▶ [Task prompt] Copy each entry as it stands, leaving nothing out.

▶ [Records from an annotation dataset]
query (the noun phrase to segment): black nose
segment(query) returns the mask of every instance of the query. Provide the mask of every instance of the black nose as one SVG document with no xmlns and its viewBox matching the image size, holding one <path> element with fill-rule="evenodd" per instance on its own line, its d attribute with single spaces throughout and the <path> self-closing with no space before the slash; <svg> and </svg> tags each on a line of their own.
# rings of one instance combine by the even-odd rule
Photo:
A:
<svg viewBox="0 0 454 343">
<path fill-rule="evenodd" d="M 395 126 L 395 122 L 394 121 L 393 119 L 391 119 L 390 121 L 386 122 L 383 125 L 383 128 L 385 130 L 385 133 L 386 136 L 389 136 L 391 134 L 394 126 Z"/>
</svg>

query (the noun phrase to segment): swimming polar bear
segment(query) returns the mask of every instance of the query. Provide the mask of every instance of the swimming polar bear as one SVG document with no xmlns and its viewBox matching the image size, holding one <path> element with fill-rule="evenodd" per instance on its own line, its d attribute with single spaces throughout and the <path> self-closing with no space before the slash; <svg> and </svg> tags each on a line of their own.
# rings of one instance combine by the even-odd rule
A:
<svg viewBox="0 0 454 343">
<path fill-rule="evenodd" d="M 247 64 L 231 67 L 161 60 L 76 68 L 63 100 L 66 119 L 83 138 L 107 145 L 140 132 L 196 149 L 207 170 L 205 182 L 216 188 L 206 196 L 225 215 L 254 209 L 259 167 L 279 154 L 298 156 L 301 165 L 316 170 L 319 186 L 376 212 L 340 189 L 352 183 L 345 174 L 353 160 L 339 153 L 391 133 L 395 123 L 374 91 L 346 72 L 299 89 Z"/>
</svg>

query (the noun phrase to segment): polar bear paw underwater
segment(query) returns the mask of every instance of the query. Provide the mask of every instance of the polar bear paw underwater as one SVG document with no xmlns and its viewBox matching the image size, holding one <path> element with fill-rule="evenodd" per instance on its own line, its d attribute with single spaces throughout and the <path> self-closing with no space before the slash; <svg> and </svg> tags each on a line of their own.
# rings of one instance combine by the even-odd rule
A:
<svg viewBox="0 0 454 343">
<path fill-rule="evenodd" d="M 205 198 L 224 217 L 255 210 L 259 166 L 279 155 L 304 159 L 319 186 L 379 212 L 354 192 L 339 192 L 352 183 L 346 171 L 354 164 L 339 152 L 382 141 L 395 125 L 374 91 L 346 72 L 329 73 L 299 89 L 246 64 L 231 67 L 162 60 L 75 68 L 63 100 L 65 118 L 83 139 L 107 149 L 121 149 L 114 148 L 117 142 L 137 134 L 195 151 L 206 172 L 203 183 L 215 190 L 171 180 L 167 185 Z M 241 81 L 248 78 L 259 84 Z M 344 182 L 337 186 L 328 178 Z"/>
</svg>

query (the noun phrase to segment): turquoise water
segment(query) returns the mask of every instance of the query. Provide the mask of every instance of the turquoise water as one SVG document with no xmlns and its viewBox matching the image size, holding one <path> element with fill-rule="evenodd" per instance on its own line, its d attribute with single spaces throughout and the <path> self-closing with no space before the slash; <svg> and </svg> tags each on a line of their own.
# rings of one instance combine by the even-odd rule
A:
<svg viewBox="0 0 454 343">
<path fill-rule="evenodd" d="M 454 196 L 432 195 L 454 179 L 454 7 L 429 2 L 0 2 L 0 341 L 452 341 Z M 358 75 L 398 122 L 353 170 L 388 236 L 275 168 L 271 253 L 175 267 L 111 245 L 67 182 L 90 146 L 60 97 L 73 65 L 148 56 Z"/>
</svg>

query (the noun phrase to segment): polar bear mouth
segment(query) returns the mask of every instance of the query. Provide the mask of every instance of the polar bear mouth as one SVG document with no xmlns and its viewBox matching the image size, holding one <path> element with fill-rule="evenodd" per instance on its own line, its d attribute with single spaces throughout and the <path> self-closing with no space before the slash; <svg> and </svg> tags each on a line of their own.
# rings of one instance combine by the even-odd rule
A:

▶ [Answer for the task]
query (the noun phrase to segment): black nose
segment(query) returns the mask of every instance of the query. Provide the mask of every instance of the black nose as one SVG document with no xmlns and its viewBox matching the image size, holding one <path> element with fill-rule="evenodd" per instance on its own line, its d attribute with single spaces throughout and the <path> self-closing with no space before the slash; <svg> and </svg> tags each on a line of their own.
# rings of one instance combine by the even-odd rule
Photo:
A:
<svg viewBox="0 0 454 343">
<path fill-rule="evenodd" d="M 395 126 L 395 122 L 394 121 L 393 119 L 391 119 L 390 121 L 386 122 L 383 125 L 383 128 L 385 130 L 385 133 L 386 136 L 389 136 L 391 134 L 394 126 Z"/>
</svg>

query (the noun phrase to segment): swimming polar bear
segment(query) returns the mask of every instance of the query. Provide the mask of every instance of the swimming polar bear as one SVG document with no xmlns and its viewBox matching the image size, holding one <path> element with fill-rule="evenodd" per instance on its own line, its d attribute with single spaces throughout and the <path> self-closing with no space before the slash; <svg> and </svg> tags each on a line of their own.
# rings of one instance combine by the even-odd rule
A:
<svg viewBox="0 0 454 343">
<path fill-rule="evenodd" d="M 247 64 L 231 67 L 161 60 L 76 68 L 63 100 L 66 119 L 83 138 L 107 145 L 140 132 L 196 149 L 207 170 L 205 182 L 216 188 L 206 196 L 225 215 L 254 209 L 259 167 L 279 154 L 298 156 L 301 165 L 316 170 L 319 186 L 376 212 L 340 189 L 352 183 L 345 174 L 353 160 L 339 153 L 391 133 L 395 123 L 374 91 L 346 72 L 299 89 Z"/>
</svg>

query (the noun phrase to segment): polar bear paw underwater
segment(query) returns the mask of every instance of the query. Provide the mask of every instance of the polar bear paw underwater as one SVG document with no xmlns and its viewBox matching the image size, holding one <path> element with fill-rule="evenodd" per instance on its own line, its d attribute with single spaces throughout and the <path> self-closing with no space before the slash; <svg> and </svg> tags each on a line of their own.
# rings of one instance combine by the even-odd rule
A:
<svg viewBox="0 0 454 343">
<path fill-rule="evenodd" d="M 205 198 L 224 217 L 255 210 L 259 166 L 279 155 L 304 159 L 319 186 L 379 212 L 354 192 L 339 192 L 352 183 L 346 171 L 354 164 L 339 152 L 382 141 L 395 125 L 374 91 L 346 72 L 329 73 L 299 89 L 246 64 L 231 67 L 162 60 L 75 68 L 63 100 L 65 118 L 83 139 L 107 149 L 121 149 L 114 148 L 117 142 L 137 134 L 195 151 L 206 172 L 203 183 L 215 190 L 171 180 L 167 185 Z M 241 81 L 248 78 L 259 84 Z M 344 182 L 337 186 L 328 178 Z"/>
</svg>

query (the noun phrase to segment): turquoise water
segment(query) returns the mask of every instance of the query. Provide the mask of every instance of the turquoise water as one SVG document with no xmlns and its viewBox matching the image size, holding one <path> element with fill-rule="evenodd" per instance on its own line, its d attribute with single spaces throughout and the <path> self-closing with no space before the slash; <svg> and </svg> tags each on a line of their own.
# rings of one instance combine by the even-odd rule
A:
<svg viewBox="0 0 454 343">
<path fill-rule="evenodd" d="M 454 196 L 432 195 L 454 179 L 454 7 L 429 2 L 0 2 L 0 341 L 452 341 Z M 358 75 L 398 122 L 353 170 L 388 236 L 275 168 L 271 253 L 175 267 L 111 245 L 67 182 L 90 146 L 60 97 L 73 65 L 148 56 Z"/>
</svg>

query (the noun phrase to segment): polar bear mouth
segment(query) returns the mask of every instance of the query. Provide the mask of every instance of the polar bear mouth as one SVG document with no xmlns and its viewBox matching the image size, holding one <path> element with fill-rule="evenodd" per instance on its own line, its d attribute with single spaces throughout and the <path> self-closing with no space before the slash; <svg> and </svg> tags each on a line of their own.
# rings of one instance combine by the even-odd rule
A:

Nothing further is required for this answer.